«Se la corruzione è un grave danno dal punto di vista materiale e un enorme costo per la crescita economica, ancora più negativi sono i suoi effetti sui beni immateriali, legati più strettamente alla dimensione qualitativa e umana della vita sociale» (Pont. Cons. Giustizia e Pace, Lotta alla corruzione, 4).

Leggendo i giornali di questi ultimi giorni la prima impressione è quella di un’enorme confusione. Il lettore normale, come penso di essere, non riesce a raccapezzarsi. Che cosa è accaduto? Che cosa sta accadendo? Siamo di fronte a qualcosa di nuovo o semplicemente al ripetersi di un vizio antico e inveterato?

Dobbiamo uscire da ogni visione moralistica ed entrare in un autentico giudizio morale. La storia dei popoli, da quando la conosciamo, è segnata dalla corruzione. Sant’Agostino parlava di magna latrocinia: «Se togliamo il fondamento della giustizia, che cosa sono gli stati se non delle grandi associazioni a delinquere?» (De civ. Dei, 4,4).

Eppure qualcosa di nuovo e di tragico sta accadendo sotto i nostri occhi. Non tanto la presenza del male, che caratterizza la vita di ogni uomo in ogni tempo. È nuovo il disorientamento che regna nel cuore di tanti uomini. Qual è la strada verso una vita buona? Quale la via verso rapporti tra gli uomini che diano la soddisfazione di vivere sulla terra?

Viviamo infatti in un’epoca in cui dominano l’ansia e la paura. L’ansia di non potere avere a sufficienza, la paura che venga la morte a portarci via tutto. Tutto deve essere ottenuto in un tempo breve perché non c’è altro tempo. Del doman non v’è certezza scriveva Lorenzo De’ Medici all’inizio dell’età moderna. L’incertezza nei nostri tempi porta taluni a un’avidità insaziabile che acceca.
· · · ·
**DOMANDE DI STUDIO**.
1: Traduci in inglese questa frase del testo sulla corruzione: «La storia dei popoli, da quando la conosciamo, è segnata dalla corruzione.»
2: Per favore, fornisci il seguito del testo sulla corruzione, partendo dopo la sua ultima frase.
Le righe riportate più avanti non servono.

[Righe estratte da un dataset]
· · · ·
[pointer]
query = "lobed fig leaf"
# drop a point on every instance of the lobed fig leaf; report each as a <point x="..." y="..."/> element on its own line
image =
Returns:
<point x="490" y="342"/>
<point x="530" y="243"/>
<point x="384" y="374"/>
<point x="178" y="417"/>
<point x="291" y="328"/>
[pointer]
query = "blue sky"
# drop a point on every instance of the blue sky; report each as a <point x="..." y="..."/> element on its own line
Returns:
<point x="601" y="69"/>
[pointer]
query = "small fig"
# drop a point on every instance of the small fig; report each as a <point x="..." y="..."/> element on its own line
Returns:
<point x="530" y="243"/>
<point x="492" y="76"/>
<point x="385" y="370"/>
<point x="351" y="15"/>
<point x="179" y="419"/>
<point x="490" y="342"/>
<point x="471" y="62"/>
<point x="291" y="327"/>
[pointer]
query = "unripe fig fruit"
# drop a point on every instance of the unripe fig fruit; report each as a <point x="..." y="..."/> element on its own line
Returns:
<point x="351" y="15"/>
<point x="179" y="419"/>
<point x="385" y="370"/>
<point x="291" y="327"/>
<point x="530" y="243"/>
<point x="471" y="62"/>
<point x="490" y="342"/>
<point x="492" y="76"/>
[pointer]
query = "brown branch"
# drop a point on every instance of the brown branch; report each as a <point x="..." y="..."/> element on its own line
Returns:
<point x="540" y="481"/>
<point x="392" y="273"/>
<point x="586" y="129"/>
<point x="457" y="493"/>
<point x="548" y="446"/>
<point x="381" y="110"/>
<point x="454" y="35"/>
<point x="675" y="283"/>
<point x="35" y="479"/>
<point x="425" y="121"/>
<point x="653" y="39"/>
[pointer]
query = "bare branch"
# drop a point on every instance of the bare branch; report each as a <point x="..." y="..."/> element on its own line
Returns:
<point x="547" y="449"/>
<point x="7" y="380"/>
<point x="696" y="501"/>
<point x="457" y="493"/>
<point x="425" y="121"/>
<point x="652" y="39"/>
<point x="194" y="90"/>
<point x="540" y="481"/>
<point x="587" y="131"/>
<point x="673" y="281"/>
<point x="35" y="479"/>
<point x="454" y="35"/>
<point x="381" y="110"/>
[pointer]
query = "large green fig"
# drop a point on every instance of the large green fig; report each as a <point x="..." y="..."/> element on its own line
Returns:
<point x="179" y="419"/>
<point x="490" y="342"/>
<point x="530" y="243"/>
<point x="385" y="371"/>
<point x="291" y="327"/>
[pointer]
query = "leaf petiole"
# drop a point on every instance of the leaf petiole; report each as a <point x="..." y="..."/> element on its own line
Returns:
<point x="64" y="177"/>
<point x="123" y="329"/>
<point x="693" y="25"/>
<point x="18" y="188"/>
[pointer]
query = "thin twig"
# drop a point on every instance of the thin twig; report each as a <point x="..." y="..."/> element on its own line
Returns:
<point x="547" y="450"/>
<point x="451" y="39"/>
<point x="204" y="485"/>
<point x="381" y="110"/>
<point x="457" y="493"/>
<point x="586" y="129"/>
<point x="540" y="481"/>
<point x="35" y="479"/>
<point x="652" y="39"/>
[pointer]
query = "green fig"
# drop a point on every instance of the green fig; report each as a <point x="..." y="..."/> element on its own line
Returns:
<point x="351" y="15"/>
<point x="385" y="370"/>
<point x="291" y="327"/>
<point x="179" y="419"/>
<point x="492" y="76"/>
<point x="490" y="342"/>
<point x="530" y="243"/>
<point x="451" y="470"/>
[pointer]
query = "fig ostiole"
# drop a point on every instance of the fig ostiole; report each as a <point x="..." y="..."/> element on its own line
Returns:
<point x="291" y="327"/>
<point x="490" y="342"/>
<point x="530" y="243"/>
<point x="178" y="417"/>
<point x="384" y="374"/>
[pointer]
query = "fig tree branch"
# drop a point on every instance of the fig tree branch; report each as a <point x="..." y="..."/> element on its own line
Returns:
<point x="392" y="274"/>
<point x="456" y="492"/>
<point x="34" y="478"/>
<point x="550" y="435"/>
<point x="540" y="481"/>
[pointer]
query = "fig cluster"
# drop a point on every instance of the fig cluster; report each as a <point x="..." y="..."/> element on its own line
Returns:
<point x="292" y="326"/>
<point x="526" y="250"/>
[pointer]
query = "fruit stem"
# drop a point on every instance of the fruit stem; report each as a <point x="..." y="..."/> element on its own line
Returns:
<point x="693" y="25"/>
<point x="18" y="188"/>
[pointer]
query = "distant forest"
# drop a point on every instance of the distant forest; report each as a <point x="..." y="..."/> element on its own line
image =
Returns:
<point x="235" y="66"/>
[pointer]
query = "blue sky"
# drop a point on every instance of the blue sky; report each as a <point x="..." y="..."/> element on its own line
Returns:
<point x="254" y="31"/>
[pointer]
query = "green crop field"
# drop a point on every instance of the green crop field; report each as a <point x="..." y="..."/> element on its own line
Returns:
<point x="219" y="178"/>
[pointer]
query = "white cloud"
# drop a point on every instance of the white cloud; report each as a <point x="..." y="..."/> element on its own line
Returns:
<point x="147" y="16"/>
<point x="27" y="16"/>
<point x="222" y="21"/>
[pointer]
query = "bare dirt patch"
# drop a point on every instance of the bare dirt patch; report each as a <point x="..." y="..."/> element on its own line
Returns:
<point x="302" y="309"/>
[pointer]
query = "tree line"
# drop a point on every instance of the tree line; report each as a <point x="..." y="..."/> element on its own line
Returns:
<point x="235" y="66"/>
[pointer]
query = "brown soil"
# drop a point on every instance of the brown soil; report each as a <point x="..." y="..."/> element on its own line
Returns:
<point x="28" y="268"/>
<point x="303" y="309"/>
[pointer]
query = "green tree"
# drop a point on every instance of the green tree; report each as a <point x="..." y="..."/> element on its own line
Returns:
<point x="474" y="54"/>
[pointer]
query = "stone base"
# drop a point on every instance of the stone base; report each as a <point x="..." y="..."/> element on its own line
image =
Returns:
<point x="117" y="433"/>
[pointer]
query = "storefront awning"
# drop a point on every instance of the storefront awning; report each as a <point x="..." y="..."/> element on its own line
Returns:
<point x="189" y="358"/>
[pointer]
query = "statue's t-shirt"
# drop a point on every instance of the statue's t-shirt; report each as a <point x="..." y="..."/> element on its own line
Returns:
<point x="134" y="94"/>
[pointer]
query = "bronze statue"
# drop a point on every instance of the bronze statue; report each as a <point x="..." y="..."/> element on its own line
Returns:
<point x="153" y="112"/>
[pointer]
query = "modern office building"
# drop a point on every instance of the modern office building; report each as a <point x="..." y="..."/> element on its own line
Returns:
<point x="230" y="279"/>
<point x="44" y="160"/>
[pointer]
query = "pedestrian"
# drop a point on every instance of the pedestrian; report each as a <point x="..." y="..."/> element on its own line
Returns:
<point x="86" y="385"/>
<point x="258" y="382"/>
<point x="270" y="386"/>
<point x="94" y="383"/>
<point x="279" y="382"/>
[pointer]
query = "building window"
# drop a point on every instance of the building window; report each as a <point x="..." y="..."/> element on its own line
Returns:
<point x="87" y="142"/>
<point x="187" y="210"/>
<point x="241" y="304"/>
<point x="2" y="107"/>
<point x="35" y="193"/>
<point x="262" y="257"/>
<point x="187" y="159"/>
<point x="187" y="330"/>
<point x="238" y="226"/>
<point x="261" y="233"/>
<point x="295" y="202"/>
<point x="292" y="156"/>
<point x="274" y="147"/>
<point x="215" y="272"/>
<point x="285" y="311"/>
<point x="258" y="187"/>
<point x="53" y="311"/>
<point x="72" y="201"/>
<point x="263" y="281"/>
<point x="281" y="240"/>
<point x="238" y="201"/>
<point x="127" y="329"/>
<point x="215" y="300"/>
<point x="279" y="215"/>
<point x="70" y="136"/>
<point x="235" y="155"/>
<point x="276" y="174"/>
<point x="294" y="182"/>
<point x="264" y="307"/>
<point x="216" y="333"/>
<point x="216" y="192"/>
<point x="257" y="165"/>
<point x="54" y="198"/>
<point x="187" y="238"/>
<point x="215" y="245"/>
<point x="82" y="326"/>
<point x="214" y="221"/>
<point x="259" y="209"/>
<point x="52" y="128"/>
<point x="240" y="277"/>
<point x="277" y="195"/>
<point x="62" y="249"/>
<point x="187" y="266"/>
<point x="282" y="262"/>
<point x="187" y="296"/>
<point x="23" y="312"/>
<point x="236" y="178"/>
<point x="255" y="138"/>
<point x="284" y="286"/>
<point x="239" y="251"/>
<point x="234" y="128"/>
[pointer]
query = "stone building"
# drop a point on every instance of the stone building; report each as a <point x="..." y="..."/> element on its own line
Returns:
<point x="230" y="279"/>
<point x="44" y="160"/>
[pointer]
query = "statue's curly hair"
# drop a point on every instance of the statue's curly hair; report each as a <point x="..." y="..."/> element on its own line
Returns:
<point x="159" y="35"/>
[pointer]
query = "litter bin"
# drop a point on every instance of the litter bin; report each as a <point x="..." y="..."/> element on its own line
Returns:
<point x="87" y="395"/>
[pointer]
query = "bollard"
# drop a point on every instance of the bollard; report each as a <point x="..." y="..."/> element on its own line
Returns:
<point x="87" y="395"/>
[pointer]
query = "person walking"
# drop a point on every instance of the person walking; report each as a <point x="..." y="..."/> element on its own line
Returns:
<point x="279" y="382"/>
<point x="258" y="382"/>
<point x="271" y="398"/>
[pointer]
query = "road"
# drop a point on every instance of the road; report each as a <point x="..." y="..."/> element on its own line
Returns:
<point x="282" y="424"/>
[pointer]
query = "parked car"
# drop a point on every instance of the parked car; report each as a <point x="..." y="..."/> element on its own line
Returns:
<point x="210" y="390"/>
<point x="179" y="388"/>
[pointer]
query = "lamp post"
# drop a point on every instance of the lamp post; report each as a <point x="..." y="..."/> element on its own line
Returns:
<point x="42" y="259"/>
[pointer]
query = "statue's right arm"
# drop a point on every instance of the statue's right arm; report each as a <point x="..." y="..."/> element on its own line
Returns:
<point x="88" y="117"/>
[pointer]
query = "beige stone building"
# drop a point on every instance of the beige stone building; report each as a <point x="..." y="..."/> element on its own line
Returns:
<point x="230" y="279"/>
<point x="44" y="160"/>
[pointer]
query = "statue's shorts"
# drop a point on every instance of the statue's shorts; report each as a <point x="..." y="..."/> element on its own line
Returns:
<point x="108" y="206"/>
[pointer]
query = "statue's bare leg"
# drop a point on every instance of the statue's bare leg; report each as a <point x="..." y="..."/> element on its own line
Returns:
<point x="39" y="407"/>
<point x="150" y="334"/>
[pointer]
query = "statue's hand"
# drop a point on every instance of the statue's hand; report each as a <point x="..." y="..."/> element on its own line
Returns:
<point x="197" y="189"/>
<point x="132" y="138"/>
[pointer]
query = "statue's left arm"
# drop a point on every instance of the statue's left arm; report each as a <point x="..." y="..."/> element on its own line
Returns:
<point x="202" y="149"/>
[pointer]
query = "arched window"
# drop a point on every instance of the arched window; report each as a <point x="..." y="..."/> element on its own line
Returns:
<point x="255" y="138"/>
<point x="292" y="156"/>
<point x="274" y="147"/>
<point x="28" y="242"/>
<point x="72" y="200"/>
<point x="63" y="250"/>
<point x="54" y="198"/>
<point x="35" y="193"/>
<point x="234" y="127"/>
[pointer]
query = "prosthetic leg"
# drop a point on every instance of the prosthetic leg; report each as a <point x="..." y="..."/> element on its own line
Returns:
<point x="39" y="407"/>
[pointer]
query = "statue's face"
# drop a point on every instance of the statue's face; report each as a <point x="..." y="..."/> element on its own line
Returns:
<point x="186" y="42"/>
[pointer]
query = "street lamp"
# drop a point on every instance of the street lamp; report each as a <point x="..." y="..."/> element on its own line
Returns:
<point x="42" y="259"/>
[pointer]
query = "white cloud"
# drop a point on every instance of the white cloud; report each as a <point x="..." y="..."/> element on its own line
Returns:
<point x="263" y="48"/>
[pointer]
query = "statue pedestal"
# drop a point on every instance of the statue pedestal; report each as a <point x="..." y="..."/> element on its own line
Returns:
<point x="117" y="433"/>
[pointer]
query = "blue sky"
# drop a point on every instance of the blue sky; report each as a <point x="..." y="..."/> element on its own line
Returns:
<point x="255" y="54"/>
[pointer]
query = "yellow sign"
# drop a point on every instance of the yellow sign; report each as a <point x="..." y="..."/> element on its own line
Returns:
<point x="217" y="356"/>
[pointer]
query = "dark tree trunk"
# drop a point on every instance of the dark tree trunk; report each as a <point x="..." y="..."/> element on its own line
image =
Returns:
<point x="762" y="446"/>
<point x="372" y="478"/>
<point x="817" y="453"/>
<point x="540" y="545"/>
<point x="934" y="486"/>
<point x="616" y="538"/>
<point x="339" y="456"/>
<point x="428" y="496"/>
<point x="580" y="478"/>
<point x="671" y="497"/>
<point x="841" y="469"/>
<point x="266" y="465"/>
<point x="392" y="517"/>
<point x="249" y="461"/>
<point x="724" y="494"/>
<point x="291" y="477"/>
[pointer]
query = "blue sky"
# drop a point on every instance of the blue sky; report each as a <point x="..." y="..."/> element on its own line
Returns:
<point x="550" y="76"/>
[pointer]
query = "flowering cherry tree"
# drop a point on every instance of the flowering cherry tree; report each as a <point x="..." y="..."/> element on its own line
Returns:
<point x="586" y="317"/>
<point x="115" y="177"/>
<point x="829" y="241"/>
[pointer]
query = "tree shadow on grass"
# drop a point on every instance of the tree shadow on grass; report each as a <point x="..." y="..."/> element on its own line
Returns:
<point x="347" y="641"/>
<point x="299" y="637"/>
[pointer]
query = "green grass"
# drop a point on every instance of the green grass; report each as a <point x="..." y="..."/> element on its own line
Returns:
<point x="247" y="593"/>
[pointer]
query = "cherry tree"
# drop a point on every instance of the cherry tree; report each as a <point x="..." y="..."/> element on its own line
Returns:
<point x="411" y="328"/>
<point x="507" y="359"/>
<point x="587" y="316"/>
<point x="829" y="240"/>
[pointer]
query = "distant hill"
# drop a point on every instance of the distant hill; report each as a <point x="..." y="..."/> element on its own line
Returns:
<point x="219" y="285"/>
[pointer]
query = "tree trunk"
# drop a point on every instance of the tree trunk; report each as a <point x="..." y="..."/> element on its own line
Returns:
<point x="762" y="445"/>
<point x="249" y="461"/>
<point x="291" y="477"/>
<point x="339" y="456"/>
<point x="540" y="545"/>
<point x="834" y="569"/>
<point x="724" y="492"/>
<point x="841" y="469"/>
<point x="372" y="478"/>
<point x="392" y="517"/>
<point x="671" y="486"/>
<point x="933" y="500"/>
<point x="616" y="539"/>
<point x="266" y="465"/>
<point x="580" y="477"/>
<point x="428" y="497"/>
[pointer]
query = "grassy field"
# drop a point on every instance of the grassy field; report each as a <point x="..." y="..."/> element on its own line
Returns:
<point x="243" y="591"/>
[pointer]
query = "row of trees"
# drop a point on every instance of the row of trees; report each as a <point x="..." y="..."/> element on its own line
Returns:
· · · ·
**RISPOSTE AGLI ESERCIZI**.
1: The history of peoples, as far back as we know it, is marked by corruption.

2:
L’insicurezza riguardo al proprio futuro è tipica delle età in cui viene meno la speranza. La crisi della natalità che caratterizza il nostro Occidente è un indice tragico di questa incapacità a guardare oltre la propria individualità e oltre l’attimo presente. Non ci sono più figli a cui tramandare qualcosa, non c’è una storia personale da salvare.

Anche la povertà delle esperienze affettive, che muoiono presto e hanno bisogno subito di essere sostituite da altre esperienze, porta le persone a rischiare oltre il ragionevole pur di avere qualcosa tra le mani che giustifichi il presente. Ci si attacca al denaro come all’unica sicurezza. Già Dante ricordava che superbia invidia ed avarizia sono / le tre faville ch’ hanno i cuori accesi (Inf., VI). Abbiamo spento troppi fuochi. I fuochi della carità, della bellezza, della gioia di stare assieme, di curvarci sugli altri, di godere di una canzone, di un tramonto, di un bacio. Il freddo che ne è nato porta a rischi spaventosi. Pur di avere qualcosa da stringere.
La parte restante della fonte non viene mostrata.